(Records from a data source)
= = = =
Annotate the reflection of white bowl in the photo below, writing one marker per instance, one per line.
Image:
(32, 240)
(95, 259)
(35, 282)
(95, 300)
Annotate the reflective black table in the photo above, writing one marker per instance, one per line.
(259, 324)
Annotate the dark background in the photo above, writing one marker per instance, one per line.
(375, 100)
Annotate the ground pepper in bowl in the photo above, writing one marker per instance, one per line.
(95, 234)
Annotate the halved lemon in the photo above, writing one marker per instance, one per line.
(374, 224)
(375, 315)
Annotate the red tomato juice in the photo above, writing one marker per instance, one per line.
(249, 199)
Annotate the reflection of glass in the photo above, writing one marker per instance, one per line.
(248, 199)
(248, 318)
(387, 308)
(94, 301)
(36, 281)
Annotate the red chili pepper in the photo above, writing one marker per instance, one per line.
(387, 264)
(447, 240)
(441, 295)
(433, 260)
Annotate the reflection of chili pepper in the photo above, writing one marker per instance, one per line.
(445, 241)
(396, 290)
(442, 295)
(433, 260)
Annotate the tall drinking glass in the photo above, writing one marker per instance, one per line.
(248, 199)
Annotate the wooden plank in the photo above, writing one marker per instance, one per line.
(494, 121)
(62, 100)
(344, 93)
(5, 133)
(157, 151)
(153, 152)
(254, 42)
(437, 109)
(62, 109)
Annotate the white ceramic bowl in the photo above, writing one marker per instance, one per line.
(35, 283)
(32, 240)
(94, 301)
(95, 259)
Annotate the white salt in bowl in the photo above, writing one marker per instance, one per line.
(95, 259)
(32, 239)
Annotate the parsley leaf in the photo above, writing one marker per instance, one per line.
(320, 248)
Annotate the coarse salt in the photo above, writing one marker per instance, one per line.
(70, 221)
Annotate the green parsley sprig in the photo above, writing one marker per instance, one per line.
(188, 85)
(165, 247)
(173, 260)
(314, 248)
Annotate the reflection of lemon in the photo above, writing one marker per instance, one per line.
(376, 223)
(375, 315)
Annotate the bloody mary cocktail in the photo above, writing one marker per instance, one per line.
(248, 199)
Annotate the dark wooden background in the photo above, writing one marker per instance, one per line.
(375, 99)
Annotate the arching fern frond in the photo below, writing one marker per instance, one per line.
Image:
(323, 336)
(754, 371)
= = = =
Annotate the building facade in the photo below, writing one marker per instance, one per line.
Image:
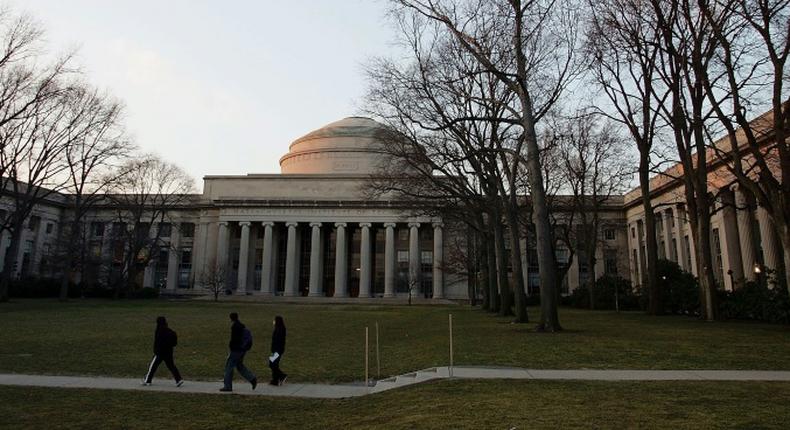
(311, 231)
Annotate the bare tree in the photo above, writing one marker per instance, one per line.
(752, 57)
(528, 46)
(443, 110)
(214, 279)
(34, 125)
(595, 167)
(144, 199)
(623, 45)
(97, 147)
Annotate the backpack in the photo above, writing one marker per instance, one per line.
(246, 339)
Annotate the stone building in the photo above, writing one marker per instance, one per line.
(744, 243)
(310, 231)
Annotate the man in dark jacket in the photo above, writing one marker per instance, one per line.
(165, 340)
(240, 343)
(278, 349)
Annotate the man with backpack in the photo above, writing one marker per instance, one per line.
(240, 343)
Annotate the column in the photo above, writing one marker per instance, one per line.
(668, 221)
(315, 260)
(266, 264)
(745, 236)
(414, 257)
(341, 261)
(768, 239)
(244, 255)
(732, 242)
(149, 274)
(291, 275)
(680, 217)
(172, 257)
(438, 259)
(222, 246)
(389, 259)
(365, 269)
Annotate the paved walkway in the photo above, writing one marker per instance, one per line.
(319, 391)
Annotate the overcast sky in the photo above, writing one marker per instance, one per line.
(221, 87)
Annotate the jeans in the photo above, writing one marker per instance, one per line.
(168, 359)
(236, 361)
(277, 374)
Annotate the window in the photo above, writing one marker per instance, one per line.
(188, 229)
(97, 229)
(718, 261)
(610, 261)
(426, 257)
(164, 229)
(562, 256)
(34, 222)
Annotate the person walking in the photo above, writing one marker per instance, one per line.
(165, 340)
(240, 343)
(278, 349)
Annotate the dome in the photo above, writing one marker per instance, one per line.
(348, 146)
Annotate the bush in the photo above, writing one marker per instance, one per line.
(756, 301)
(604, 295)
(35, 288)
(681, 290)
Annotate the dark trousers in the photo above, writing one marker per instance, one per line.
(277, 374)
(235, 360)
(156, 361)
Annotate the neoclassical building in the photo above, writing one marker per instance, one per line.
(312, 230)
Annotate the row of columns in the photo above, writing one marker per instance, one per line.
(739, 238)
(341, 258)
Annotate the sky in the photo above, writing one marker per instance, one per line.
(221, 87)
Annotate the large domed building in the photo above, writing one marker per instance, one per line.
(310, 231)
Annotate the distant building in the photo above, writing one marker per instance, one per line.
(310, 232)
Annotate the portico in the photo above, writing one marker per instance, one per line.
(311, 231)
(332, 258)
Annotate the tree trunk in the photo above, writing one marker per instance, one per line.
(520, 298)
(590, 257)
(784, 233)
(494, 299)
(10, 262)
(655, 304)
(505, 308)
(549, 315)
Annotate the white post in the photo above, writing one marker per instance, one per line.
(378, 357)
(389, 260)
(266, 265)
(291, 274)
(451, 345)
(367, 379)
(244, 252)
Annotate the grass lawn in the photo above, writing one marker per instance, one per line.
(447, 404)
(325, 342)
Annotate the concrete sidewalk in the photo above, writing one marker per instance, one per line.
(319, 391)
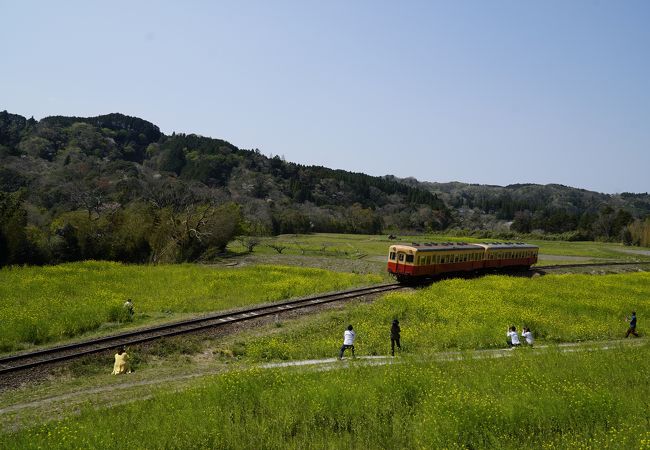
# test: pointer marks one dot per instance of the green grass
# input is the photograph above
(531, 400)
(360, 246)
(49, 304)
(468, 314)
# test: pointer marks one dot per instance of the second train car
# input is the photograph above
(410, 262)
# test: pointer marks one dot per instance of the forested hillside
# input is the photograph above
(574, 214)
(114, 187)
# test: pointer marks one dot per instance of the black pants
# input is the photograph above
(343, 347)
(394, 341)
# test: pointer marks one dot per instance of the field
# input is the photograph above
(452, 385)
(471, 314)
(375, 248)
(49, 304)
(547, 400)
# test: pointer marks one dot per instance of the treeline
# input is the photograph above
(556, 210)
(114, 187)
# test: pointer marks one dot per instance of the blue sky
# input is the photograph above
= = = =
__TASK TO COMPLETE__:
Some lines above hold the word "below". Copy all of them.

__ANSWER__:
Annotate the reflection of white bowl in the photo below, writing one marker per instance, one per line.
Annotate the arching fern frond in the photo below, writing one marker per instance, one per line.
Annotate the building facade in the photo below, writing one marker per instance, one per line.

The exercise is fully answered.